:: Source data

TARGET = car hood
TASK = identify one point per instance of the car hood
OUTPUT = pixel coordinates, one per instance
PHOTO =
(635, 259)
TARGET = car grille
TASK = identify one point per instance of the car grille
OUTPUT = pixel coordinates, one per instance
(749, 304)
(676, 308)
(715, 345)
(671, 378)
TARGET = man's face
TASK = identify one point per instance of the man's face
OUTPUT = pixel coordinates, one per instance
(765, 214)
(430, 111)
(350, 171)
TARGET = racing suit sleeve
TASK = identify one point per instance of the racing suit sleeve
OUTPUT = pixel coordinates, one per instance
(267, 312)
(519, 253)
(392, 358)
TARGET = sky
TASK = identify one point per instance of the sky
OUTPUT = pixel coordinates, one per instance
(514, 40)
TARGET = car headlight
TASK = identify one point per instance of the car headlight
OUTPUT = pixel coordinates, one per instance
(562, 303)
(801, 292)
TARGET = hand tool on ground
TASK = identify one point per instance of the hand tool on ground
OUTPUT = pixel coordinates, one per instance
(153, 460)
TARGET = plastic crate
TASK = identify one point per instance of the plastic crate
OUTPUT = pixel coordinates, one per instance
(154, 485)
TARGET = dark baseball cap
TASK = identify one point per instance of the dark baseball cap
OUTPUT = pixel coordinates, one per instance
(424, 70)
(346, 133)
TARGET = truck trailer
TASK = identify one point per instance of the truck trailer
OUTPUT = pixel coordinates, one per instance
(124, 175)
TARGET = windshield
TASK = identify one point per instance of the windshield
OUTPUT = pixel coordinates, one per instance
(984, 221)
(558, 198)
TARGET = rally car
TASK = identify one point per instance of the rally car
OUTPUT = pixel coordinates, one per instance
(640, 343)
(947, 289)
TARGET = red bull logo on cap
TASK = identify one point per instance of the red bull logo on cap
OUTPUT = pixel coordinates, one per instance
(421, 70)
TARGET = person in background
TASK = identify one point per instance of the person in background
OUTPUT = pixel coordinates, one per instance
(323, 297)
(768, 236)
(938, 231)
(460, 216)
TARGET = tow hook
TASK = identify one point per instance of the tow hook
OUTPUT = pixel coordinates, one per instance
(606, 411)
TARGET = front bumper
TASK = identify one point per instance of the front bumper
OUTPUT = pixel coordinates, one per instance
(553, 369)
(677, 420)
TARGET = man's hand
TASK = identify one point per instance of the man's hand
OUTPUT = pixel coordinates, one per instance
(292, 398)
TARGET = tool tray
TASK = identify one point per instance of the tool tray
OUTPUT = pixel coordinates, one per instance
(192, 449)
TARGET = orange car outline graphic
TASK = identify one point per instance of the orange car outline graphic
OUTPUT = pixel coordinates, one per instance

::::

Transcribe nothing except the lines from the one with "TARGET = man's hand" through the end of the data above, each exactly as it appears.

- **Worked solution**:
TARGET = man's hand
TASK = identify one point per instance of the man's hand
OUTPUT = pixel coordinates, one per instance
(292, 398)
TARGET = tool tray
TASK = identify one point per instance of the tool tray
OUTPUT = pixel coordinates, one per instance
(192, 449)
TARGET = orange car outline graphic
TASK = identify one point per instance of the orange car outline graphic
OUTPUT = pixel coordinates, one per instance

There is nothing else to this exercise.